Reputation: 19
We are using Amazon RDS to host our PostgreSQL databases. Our production instance (db.t3.xlarge, Single-AZ) was running smoothly until suddenly Read IOPS
, Read Latency
, Read Throughput
and Disk Queue Depth
metrics in the AWS console increased rapidly and stayed high afterward (with a lower variability) whereas Write IOPS
and Write Throughput
were normal.
There were no code changes or deployments on the date of the increase. There were no significant increases in user activity either.
About our DB structure, we have a single table that holds all of our data and in that table, we have these fields: id
as UUID (primary key), type
as VARCHAR, data
as JSONB (holds the actual data), createdAt
and updatedAt
as timestamp with the time zone. Most of our data columns have sizes bigger than 2 KB so most of the rows are stored in TOAST table. We have 20 (BTREE) indexes that are created for frequently used fields in JSONB.

GIVEN TASK: Extract the entire post above about rising read metrics on an Amazon RDS PostgreSQL instance, word for word.

EXTRACTED INFORMATION:
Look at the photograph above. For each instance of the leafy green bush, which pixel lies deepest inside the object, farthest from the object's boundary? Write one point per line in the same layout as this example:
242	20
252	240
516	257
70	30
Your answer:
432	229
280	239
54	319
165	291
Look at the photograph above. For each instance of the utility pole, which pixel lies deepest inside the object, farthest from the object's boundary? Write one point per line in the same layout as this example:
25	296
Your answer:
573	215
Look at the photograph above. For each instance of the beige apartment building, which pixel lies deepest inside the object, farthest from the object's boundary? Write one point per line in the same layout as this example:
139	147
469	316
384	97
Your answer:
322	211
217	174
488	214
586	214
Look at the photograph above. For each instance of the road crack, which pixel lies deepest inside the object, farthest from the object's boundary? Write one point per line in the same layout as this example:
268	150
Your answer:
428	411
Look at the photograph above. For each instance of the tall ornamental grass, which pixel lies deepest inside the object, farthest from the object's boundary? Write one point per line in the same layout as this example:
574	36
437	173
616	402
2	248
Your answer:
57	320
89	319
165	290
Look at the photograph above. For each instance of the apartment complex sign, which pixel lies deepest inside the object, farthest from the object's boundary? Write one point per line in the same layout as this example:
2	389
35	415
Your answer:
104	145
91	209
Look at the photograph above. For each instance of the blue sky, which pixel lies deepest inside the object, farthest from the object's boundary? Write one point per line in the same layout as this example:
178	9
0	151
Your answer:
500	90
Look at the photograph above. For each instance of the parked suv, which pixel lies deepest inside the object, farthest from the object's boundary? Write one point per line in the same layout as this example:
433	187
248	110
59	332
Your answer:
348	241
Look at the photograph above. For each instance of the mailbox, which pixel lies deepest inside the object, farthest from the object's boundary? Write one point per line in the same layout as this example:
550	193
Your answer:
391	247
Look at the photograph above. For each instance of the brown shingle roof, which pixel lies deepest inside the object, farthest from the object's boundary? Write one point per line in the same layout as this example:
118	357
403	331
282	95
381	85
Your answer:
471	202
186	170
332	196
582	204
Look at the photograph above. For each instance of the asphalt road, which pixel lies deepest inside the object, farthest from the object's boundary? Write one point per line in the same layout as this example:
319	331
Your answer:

SOLUTION TO THIS TASK:
Reputation: 19
We are using Amazon RDS to host our PostgreSQL databases. Our production instance (db.t3.xlarge, Single-AZ) was running smoothly until suddenly Read IOPS
, Read Latency
, Read Throughput
and Disk Queue Depth
metrics in the AWS console increased rapidly and stayed high afterward (with a lower variability) whereas Write IOPS
and Write Throughput
were normal.
There were no code changes or deployments on the date of the increase. There were no significant increases in user activity either.
About our DB structure, we have a single table that holds all of our data and in that table, we have these fields: id
as UUID (primary key), type
as VARCHAR, data
as JSONB (holds the actual data), createdAt
and updatedAt
as timestamp with the time zone. Most of our data columns have sizes bigger than 2 KB so most of the rows are stored in TOAST table. We have 20 (BTREE) indexes that are created for frequently used fields in JSONB.